#### Excerto do documento ####

É inegável que o 25 de abril inaugurou uma era de cidadania política em Portugal, compreendida de forma plena. Nós não podemos equacionar mais cidadania política apenas com uma maior participação. Com certeza, a participação política é uma componente da cidadania, mas a cidadania tem também dimensões jurídicas e sociais, a saber, direitos de nacionalidade, residência, mobilidade e acesso a serviços de bem-estar social no nosso e noutros países. Este tipo de cidadania foi sendo adquirido com esta democracia, embora os direitos sociais tenham começado ainda no Marcelismo. A diferença entre cidadania jurídica e social, por um lado, e a cidadania política, por outro, é que esta última é mais exigente. De facto, a cidadania política pressupõe que os cidadãos sejam ativos para ela existir (enquanto a jurídica e a social são usufruídas simplesmente). Na cidadania política usufruem igualmente de direitos, mas têm também alguns deveres e aí há, realmente, mais uma vez, o copo meio cheio e o copo meio vazio. Se olharmos para as pessoas que estão hoje envolvidas na política, por exemplo, para a proporção de mulheres, a história é muito positiva. Hoje (é claro que não é ainda o que gostaríamos de ver), há mais mulheres em cargos políticos e como deputadas do que havia antes do 25 de abril. Também do ponto de vista da classe social, de nível de escolaridade, em todos esses campos tudo melhorou – há mais representação do que é a diversidade da sociedade portuguesa. Além disso, naturalmente se olharmos para a forma como os cidadãos participam, os direitos de participação são muito mais alargados do que eram antes do 25 de abril. Portanto, tivemos de facto um enorme ganho. Ainda assim, em Portugal – que não está sozinho, faz parte da democracia europeia e é das democracias mais avançadas – existe um afastamento entre a política dita tradicional e os eleitores. De facto, o que vemos em Portugal é uma fraca mobilização quando há eleições, uma tendência de aumento da abstenção, uma diminuição na sindicalização, um grau de associativismo baixo, sendo que, entre os jovens, isso não está a mudar para melhor.

#### Material fornecido ####

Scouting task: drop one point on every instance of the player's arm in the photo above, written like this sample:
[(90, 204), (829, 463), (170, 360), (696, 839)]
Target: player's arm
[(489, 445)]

####

Segundo o excerto do documento, em que período começaram os direitos sociais?

Ainda no Marcelismo.